Provided text:
<<<<

Wyoming Republican Wants To Allow In-State College Tuition For Illegal Aliens

State Rep. Ryan Berger, R-Evanston, wants to explore the idea of letting undocumented immigrants receive in-state tuition at Wyoming’s higher education institutions.

LW
Leo Wolfson

May 27, 20236 min read

State Rep. Ryan Berger, R-Evanston, is proposing the Legislature consider a bill that would allow undocumented residents who graduate from Wyoming high schools to be eligible for in-state tuition to state colleges.
State Rep. Ryan Berger, R-Evanston, is proposing the Legislature consider a bill that would allow undocumented residents who graduate from Wyoming high schools to be eligible for in-state tuition to state colleges. (Matt Idler for Cowboy State Daily)

A state representative from Evanston has proposed legislation that would allow illegal aliens in Wyoming to qualify for in-state tuition to the University of Wyoming and community colleges.

State Rep. Ryan Berger, R-Evanston, said the legislation would allow students who at least graduate from a Wyoming high school to qualify for in-state tuition at Wyoming’s public colleges and university. Berger told Cowboy State Daily the proposal could help improve the state’s economy and college enrollment rates.

“Maybe it’s an incentive for these kids who got a Wyoming (high school) diploma to go to college,” Berger told Cowboy State Daily on Friday evening. “I want all kids in Wyoming to further their education.”

Resident ‘Dreamers’

Berger, a special education teacher at Evanston High School, said he was inspired to propose the bill after hearing testimony from Lindsay Adam, an English as a Second Language (ESL) teacher from Sublette County.

He suspects that some of his students in Evanston are undocumented.

Adam told the Wyoming Legislature’s Joint Education Committee Committee on Tuesday that many undocumented Wyoming youth, a group sometimes referred to as “Dreamers," have been in the Cowboy State since elementary school.

Sen. Charles Scott, R-Casper, said the proposal would help enrollment figures at Wyoming’s community colleges and the University of Wyoming, which have generally been declining over the past five years. 

Adam said it would improve in-state college attendance numbers in Wyoming by what she estimates to be about 1,000 students a year, a demographic the state has already invested in by providing them secondary education. 

“The state of Wyoming is already investing in their K-12 education, so cutting them off after high school decreases opportunities for Wyoming’s economy to continue to grow,” she said.

>>>>

Dataset extract:
<<<<

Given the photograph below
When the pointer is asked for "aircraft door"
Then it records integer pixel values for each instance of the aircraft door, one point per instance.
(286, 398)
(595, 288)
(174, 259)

>>>>
<<<<

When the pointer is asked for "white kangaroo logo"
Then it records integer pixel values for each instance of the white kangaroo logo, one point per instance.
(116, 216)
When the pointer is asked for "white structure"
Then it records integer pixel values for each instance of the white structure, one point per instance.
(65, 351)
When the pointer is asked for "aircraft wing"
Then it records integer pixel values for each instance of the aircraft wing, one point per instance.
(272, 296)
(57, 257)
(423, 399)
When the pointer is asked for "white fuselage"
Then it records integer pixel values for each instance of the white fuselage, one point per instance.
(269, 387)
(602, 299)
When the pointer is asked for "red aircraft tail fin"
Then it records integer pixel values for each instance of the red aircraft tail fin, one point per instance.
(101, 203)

>>>>

Given request: Turn the paragraph of the article on in-state tuition that begins "Berger, a special education teacher" into a brief list of its main facts. The records are separate material and are not connected to the article on in-state tuition.

The solution:
- Berger teaches special education at Evanston High School.
- He was inspired to propose the bill after hearing testimony from Lindsay Adam.
- Adam is an English as a Second Language (ESL) teacher from Sublette County.